Material for this exercise —
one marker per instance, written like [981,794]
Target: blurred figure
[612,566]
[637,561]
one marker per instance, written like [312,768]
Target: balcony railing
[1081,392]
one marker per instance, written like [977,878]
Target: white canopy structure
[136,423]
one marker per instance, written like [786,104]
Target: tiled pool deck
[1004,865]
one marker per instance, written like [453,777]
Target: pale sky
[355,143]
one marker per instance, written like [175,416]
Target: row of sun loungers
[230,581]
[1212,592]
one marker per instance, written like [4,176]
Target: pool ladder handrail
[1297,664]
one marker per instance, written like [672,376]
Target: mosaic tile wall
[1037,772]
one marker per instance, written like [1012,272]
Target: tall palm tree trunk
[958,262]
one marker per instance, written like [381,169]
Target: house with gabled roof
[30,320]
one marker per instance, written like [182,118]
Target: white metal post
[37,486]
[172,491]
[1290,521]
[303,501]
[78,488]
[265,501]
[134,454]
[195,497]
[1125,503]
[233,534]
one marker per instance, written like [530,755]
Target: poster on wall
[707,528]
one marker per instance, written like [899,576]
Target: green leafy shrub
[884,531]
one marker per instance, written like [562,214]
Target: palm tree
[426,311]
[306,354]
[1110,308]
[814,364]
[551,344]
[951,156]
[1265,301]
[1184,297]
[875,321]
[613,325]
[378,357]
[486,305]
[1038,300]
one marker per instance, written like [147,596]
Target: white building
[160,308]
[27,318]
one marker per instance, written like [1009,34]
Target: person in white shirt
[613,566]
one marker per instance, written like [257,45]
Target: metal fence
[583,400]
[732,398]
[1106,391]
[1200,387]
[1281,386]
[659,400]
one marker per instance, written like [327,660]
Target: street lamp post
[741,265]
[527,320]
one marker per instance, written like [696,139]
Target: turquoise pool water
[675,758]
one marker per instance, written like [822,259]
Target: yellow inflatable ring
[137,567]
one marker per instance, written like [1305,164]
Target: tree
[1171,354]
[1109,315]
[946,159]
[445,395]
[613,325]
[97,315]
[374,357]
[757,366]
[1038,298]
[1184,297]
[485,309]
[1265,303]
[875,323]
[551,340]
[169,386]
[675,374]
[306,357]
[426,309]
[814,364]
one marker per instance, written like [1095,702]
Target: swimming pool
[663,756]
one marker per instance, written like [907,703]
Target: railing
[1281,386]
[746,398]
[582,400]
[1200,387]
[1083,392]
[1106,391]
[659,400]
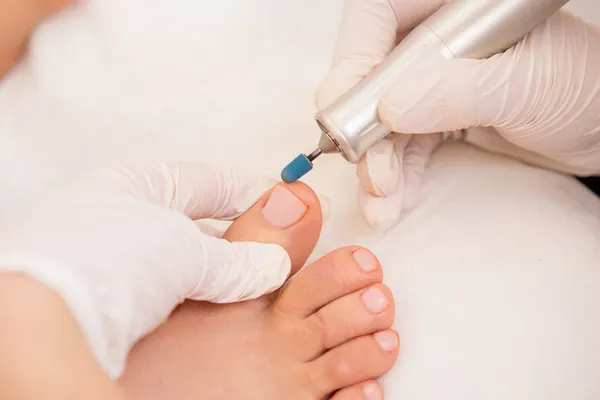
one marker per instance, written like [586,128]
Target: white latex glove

Directions — Output all of the data above as a JSON list of strings, with one string for each line, no blank lines, and the pictures left out.

Full answer —
[
  "one marker per instance, written like [981,794]",
  "Target: blurred figure",
  "[612,566]",
  "[637,561]",
  "one marker per instance, written like [312,768]",
  "Target: balcony railing",
  "[1081,392]",
  "one marker per instance, written like [977,878]",
  "Target: white canopy structure",
  "[136,423]",
  "one marker per instance, written like [786,104]",
  "Target: tiled pool deck",
  "[1004,865]",
  "one marker per instance, written like [453,777]",
  "Target: pale sky",
  "[355,143]",
  "one marker per instance, written like [175,416]",
  "Target: row of sun loungers",
  "[230,581]",
  "[1212,592]",
  "one marker per instance, written like [4,176]",
  "Target: pool ladder handrail",
  "[1297,664]",
  "one marker per instance, written like [672,376]",
  "Target: mosaic tile wall",
  "[1037,772]",
  "one marker per instance, written like [1012,272]",
  "Target: tall palm tree trunk",
  "[958,262]",
  "one marker per instance, written like [381,169]",
  "Target: house with gabled roof",
  "[30,320]",
  "one marker per instance, written like [182,118]",
  "Target: white metal post",
  "[37,486]",
  "[172,491]",
  "[1290,521]",
  "[303,501]",
  "[78,488]",
  "[265,501]",
  "[134,454]",
  "[195,497]",
  "[1125,503]",
  "[233,534]",
  "one marker per instance, written like [530,755]",
  "Target: poster on wall",
  "[707,528]",
  "one marker per instance, written like [899,576]",
  "Target: green leafy shrub",
  "[884,531]",
  "one marker per instance, written like [562,214]",
  "Target: palm tree",
  "[426,311]",
  "[306,354]",
  "[1110,308]",
  "[814,364]",
  "[551,344]",
  "[951,156]",
  "[1265,301]",
  "[1184,297]",
  "[875,321]",
  "[613,325]",
  "[378,357]",
  "[486,305]",
  "[1038,300]",
  "one marker per instance, written like [147,596]",
  "Target: white building",
  "[160,308]",
  "[27,318]",
  "one marker per instance, written like [1009,34]",
  "Target: person in white shirt",
  "[613,566]",
  "one marker per instance, written like [257,45]",
  "Target: metal fence",
  "[583,400]",
  "[732,398]",
  "[1106,391]",
  "[1200,387]",
  "[1281,386]",
  "[659,400]",
  "one marker per instance, written like [327,660]",
  "Target: street lamp post",
  "[741,265]",
  "[527,320]",
  "one marker per instance, written like [696,139]",
  "Target: turquoise pool water",
  "[675,758]",
  "one marker per instance, written like [822,259]",
  "Target: yellow inflatable ring",
  "[137,567]",
  "one marker per instance, written like [1305,164]",
  "Target: tree",
  "[1171,354]",
  "[1109,315]",
  "[946,159]",
  "[445,395]",
  "[613,325]",
  "[97,315]",
  "[374,357]",
  "[757,366]",
  "[1038,298]",
  "[1184,297]",
  "[485,309]",
  "[1265,303]",
  "[875,323]",
  "[551,340]",
  "[169,386]",
  "[675,374]",
  "[306,357]",
  "[426,309]",
  "[814,364]",
  "one marker per instance, written like [1095,702]",
  "Target: swimming pool",
  "[663,756]",
  "one marker per instance, written like [907,703]",
  "Target: railing",
  "[1281,386]",
  "[746,398]",
  "[582,400]",
  "[1200,387]",
  "[1083,392]",
  "[1106,391]",
  "[659,400]",
  "one marker per instance, written like [586,128]",
  "Target: white latex glove"
]